Items from a dataset
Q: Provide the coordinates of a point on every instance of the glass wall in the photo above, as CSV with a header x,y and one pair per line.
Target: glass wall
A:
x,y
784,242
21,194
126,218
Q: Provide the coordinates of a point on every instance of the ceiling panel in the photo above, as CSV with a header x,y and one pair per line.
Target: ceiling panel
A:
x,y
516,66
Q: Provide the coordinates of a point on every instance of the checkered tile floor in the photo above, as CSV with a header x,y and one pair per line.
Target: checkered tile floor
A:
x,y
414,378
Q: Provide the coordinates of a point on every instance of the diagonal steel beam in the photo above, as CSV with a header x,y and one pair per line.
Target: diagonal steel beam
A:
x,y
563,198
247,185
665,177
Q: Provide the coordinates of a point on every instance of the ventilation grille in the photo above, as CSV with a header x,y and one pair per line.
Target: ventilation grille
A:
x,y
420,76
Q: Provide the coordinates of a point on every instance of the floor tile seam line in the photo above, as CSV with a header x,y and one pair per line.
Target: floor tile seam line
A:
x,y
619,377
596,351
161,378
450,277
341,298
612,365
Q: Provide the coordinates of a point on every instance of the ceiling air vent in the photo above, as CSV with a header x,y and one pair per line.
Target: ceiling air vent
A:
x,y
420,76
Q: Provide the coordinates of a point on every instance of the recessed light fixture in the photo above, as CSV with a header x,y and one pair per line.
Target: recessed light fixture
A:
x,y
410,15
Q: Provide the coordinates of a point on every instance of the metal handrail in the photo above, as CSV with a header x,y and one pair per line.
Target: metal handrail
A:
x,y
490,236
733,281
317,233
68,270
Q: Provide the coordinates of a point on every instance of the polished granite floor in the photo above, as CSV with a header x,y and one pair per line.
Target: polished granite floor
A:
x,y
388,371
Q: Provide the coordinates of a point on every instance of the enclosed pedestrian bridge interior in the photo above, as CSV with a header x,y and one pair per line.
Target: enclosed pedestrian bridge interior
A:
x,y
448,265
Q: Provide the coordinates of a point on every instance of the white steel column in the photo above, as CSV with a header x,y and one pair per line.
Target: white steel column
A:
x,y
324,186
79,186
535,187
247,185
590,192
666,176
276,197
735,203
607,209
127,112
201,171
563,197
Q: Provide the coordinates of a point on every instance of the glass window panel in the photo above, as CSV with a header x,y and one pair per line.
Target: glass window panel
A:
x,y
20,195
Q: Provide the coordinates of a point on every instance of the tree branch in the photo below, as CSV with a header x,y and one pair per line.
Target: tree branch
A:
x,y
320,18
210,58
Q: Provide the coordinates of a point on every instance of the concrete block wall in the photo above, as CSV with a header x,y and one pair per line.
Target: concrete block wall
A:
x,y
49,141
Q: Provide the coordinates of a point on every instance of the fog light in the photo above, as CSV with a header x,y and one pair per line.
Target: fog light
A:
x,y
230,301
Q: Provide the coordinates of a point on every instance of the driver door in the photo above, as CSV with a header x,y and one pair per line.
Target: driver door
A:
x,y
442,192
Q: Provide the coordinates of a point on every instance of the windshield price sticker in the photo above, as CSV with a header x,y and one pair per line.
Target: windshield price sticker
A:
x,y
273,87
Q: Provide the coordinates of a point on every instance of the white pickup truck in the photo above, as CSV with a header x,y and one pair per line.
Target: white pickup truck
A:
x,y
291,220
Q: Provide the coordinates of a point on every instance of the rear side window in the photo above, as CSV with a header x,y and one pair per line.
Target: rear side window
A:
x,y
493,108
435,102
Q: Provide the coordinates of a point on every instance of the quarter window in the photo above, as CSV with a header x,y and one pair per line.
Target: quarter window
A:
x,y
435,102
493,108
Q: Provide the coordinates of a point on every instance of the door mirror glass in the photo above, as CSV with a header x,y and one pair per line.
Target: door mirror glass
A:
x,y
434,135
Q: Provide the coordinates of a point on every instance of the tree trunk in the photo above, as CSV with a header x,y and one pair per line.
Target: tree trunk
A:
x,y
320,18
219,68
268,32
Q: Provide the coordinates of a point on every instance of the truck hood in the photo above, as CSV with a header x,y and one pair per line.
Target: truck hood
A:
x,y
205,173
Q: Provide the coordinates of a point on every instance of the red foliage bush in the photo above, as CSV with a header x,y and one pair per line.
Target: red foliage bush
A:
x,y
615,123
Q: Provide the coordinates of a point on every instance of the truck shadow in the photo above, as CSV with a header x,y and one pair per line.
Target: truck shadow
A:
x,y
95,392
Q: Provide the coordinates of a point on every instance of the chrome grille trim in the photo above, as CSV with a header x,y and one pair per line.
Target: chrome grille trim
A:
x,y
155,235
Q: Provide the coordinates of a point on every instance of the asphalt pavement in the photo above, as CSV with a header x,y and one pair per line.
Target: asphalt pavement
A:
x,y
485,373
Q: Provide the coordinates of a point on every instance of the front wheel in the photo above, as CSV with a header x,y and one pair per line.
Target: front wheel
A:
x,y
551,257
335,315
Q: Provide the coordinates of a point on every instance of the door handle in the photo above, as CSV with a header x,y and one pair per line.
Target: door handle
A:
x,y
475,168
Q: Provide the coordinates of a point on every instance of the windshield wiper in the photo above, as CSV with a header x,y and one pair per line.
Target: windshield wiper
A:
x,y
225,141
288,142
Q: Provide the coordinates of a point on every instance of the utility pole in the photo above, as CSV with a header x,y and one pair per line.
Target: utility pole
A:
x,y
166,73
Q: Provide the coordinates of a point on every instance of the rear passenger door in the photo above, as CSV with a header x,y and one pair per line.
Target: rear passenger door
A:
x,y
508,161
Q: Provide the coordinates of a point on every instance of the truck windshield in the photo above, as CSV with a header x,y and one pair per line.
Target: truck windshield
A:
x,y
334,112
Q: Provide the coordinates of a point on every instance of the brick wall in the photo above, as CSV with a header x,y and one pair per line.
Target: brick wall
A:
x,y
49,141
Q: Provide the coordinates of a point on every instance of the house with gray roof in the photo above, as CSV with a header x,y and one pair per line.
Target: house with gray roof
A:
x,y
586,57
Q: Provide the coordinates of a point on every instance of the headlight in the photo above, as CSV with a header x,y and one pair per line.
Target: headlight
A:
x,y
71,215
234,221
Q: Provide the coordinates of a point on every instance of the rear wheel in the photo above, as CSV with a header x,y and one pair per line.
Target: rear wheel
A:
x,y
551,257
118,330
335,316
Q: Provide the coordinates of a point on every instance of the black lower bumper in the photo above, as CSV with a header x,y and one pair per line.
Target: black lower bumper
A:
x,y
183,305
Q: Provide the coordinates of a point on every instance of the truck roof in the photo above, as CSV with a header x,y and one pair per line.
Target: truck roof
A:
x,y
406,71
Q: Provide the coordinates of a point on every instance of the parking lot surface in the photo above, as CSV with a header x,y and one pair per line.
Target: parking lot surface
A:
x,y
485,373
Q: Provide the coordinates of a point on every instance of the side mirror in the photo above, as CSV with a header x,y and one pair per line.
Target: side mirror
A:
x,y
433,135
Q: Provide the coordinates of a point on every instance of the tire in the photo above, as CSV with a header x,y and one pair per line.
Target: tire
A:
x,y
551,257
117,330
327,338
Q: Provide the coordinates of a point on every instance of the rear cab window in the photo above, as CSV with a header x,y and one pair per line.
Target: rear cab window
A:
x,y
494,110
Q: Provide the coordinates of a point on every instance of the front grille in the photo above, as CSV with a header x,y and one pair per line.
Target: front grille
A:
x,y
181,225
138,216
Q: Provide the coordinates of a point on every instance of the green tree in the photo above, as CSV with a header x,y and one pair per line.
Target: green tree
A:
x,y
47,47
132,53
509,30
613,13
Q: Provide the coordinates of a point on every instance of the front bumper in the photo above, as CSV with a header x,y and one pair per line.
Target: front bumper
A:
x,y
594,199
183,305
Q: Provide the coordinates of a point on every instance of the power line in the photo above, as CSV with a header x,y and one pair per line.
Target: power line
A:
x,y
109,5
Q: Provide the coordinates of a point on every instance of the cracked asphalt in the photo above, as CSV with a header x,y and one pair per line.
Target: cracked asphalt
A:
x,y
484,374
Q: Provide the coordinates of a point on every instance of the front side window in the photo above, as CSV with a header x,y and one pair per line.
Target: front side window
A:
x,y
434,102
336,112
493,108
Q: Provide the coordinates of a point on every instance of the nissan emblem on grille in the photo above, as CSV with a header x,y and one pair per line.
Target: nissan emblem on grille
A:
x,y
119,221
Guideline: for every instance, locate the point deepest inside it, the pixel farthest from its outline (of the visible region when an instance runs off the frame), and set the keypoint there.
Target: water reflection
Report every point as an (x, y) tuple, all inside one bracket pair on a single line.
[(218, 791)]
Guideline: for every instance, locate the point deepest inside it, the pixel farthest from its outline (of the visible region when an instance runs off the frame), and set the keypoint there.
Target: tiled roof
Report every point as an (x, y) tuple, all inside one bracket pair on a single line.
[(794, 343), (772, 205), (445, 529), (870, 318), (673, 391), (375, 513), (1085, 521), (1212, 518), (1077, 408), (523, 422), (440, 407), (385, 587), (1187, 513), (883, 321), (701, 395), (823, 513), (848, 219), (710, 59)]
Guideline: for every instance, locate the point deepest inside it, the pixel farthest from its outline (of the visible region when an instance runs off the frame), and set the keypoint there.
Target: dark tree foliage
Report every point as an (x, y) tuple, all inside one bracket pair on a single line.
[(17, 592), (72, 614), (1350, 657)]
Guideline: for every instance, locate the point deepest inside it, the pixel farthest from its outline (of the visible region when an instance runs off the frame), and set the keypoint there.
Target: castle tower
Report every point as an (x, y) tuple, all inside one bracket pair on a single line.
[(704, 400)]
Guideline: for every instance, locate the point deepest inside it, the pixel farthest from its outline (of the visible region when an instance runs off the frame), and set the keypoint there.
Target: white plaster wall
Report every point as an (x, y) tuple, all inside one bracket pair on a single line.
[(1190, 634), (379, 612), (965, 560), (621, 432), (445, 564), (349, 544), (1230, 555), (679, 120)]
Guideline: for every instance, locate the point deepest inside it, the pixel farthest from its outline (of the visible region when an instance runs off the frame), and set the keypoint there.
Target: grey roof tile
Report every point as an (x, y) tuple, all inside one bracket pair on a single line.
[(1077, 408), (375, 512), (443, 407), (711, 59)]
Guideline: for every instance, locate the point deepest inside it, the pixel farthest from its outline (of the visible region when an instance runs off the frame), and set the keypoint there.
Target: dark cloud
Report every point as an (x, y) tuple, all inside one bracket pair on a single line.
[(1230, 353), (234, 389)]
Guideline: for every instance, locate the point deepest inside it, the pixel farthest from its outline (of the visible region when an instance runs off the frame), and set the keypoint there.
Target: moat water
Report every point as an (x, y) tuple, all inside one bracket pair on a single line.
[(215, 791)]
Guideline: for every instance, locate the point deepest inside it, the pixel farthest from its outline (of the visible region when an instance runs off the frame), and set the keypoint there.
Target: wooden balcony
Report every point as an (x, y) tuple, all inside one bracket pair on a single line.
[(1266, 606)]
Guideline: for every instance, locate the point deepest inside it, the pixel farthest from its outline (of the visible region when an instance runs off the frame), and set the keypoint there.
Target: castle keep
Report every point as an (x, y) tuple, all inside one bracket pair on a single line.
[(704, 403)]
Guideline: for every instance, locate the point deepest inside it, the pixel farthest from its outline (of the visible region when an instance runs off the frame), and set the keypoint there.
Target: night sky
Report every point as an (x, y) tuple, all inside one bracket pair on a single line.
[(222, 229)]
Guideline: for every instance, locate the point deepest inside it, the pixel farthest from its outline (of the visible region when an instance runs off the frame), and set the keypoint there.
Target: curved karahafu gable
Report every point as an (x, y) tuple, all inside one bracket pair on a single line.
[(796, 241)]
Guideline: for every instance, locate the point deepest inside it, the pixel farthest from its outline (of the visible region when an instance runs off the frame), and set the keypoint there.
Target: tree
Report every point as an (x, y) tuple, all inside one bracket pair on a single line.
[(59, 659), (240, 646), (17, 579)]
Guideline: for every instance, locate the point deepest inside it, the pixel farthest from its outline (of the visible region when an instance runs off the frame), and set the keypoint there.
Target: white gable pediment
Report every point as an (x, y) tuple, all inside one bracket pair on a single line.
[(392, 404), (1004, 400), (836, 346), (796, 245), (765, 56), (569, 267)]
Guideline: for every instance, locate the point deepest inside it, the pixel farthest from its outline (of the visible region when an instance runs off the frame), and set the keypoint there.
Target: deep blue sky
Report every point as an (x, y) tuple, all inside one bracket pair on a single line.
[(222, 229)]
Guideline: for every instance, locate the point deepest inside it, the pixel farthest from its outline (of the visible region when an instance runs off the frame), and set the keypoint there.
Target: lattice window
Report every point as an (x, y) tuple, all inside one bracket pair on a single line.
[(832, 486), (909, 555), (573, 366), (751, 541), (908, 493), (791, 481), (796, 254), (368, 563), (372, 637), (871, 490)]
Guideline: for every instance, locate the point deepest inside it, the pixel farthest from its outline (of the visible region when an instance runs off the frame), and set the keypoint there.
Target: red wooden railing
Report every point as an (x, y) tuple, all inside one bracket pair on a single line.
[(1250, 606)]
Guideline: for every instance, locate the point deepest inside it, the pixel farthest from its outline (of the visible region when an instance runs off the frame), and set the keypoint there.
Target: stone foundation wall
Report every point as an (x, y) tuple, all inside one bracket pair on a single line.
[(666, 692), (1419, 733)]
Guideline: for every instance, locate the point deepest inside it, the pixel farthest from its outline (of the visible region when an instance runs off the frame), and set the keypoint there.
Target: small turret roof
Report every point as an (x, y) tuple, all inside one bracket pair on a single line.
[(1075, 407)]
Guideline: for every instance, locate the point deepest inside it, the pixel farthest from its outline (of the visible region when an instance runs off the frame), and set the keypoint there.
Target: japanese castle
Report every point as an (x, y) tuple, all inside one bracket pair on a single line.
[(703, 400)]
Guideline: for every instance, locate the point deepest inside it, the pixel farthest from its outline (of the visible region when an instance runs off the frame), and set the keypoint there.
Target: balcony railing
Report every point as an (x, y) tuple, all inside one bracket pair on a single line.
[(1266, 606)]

Activity: Within the entries above, find the string "passenger" and return each line that holds it.

Task response:
Q: Provide the coordinates of a point on every instance of the rear passenger door in the photo above, as CSV with a header x,y and one pair per line.
Target: rear passenger door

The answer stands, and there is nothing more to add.